-- BEGIN Dataset content --

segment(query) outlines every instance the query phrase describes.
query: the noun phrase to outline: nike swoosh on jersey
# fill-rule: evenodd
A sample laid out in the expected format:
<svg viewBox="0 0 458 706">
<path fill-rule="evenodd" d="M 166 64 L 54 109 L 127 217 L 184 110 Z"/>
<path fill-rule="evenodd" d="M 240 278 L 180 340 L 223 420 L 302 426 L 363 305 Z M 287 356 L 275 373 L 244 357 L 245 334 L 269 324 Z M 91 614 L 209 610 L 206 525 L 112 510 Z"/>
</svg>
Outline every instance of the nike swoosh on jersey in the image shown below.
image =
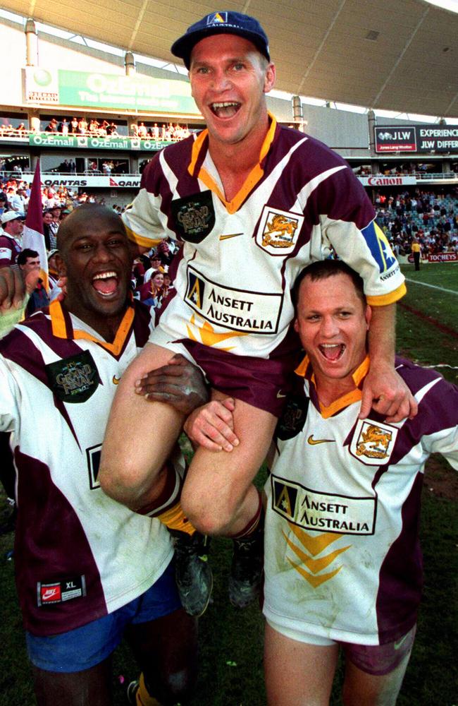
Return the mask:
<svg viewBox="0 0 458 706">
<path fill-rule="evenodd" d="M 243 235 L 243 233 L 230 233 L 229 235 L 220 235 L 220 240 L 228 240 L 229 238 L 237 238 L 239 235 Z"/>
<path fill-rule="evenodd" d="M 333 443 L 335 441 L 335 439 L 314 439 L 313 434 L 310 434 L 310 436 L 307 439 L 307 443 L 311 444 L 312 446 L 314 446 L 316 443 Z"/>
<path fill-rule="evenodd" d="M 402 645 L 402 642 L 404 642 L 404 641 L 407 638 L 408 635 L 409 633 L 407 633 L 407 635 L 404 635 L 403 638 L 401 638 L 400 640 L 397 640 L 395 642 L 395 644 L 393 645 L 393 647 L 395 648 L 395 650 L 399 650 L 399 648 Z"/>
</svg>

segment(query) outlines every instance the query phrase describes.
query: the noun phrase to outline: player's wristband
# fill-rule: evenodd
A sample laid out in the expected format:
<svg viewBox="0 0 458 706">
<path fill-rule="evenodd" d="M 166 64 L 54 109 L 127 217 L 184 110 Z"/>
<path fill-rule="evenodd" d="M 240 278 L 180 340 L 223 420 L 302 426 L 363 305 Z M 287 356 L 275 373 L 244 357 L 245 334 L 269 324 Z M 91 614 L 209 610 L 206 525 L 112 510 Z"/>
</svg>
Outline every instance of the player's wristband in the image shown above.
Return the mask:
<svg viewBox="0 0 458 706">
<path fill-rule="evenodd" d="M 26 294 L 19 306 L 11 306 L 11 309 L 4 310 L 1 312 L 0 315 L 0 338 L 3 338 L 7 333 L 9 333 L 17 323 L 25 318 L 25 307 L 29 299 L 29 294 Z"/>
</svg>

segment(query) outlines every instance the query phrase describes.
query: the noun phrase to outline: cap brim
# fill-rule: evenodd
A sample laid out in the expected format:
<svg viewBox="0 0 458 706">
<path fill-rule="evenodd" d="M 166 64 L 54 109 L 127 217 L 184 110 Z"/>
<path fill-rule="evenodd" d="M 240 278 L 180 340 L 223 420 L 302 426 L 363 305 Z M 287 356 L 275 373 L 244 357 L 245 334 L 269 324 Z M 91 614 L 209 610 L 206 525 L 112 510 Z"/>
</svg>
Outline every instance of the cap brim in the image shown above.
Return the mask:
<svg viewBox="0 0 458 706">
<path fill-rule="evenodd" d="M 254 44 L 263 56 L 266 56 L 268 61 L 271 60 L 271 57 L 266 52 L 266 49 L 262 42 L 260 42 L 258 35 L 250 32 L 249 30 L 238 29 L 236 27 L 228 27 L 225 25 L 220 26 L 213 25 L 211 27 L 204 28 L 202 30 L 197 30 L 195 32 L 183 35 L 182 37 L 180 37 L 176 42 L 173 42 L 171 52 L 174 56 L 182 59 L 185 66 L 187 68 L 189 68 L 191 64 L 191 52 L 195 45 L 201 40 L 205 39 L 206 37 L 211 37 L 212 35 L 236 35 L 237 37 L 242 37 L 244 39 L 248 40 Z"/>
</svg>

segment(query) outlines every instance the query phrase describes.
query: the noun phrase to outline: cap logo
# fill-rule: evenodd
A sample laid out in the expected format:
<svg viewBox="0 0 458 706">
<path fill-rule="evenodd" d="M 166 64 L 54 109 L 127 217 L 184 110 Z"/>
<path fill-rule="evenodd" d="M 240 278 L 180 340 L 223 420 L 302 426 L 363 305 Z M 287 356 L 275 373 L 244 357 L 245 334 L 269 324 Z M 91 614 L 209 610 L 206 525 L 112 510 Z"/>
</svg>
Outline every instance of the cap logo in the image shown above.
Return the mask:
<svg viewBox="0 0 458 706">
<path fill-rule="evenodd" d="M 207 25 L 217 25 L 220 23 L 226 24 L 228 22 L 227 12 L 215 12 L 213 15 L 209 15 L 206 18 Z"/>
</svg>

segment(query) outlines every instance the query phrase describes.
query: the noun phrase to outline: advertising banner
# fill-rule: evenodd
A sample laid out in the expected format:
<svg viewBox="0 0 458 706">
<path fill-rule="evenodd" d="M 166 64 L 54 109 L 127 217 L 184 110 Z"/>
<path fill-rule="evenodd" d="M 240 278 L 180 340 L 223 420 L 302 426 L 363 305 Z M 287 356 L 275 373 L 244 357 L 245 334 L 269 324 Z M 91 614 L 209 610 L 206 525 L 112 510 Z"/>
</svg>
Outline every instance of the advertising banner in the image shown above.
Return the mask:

-- END Dataset content --

Exercise task:
Add -105 to every number in the answers, both the viewBox values and the outline coordinates, and write out again everything from the start of the rows up to and including the line with "333 443 L 335", requests included. Leave the pictures out of your reply.

Answer to this exercise:
segment(query) outlines every instance the query phrase describes.
query: the noun phrase to outline: nike swoosh on jersey
# fill-rule: evenodd
A sample laid out in the expected format:
<svg viewBox="0 0 458 706">
<path fill-rule="evenodd" d="M 166 64 L 54 109 L 127 217 L 184 110 Z"/>
<path fill-rule="evenodd" d="M 240 278 L 180 340 L 223 420 L 302 426 L 363 305 Z M 287 356 L 275 373 L 244 357 L 245 334 L 269 324 Z M 91 614 L 209 610 L 206 525 L 112 510 Z"/>
</svg>
Outline every instance of the nike swoosh on jersey in the image shown below.
image =
Return the mask:
<svg viewBox="-105 -105 353 601">
<path fill-rule="evenodd" d="M 138 130 L 138 128 L 125 128 L 124 130 L 115 130 L 115 135 L 123 135 L 124 133 L 132 133 L 134 130 Z"/>
<path fill-rule="evenodd" d="M 228 338 L 230 336 L 230 334 L 209 334 L 208 329 L 205 329 L 205 331 L 202 334 L 202 338 L 206 339 L 207 341 L 209 341 L 211 338 Z"/>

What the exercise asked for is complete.